---- Article
While pastiche and intertextuality are more suited terms for literature, many examples appear within interactive gaming entertainments. Let’s take the game Grand Theft Auto: Vice City as our archetypal example. Indeed one of the more comical aspects of the game is that much of its cutscene storylines borrow from references to popular culture. These include but are not limited to Taxi, Red Dawn, Heat, Pulp Fiction, Scarface, and Carlito’s Way. The title ‘Vice City’ alone implies not only that the setting is a place of ‘vice’ but also makes fun of the popular eighties television show Miami Vice.
So how can we apply this to video games? The answer is genre hybridity.
One of the staples of Grand Theft Auto: Vice City is its versatile gameplay. Indeed, the actions of the player (one Tommy Vercetti) include the third-person over-the-shoulder elements of shooting games; the combat system of traditional fighting games like Double Dragon and Streets of Rage; the driving elements of classics like San Francisco Rush, Crazy Taxi, and Road Rage; as well as the open-ended worldliness of Massively Multiplayer Online Role-Playing Games like Everquest and World of Warcraft that allow the participant to explore a fully flushed out gaming environment.
--------
---- Data segment
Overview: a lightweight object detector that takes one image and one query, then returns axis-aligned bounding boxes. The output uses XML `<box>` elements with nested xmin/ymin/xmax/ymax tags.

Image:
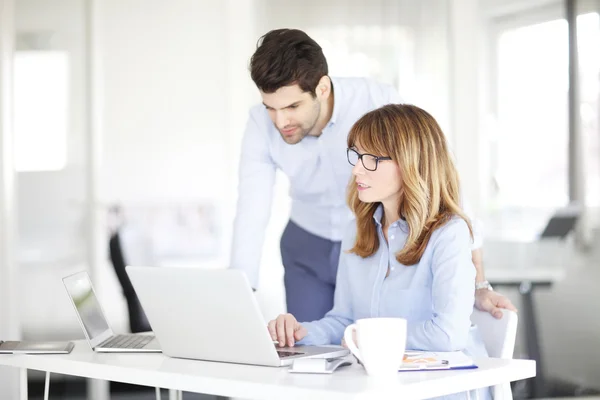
--------
Work to be completed.
Answer these questions from the Vice City passage.
1. Which television show does the title "Vice City" make fun of?
2. What answer does the passage give to how this applies to video games?
3. Which traditional fighting games does it name for the game's combat system?

The reply.
1. Miami Vice
2. Genre hybridity
3. Double Dragon and Streets of Rage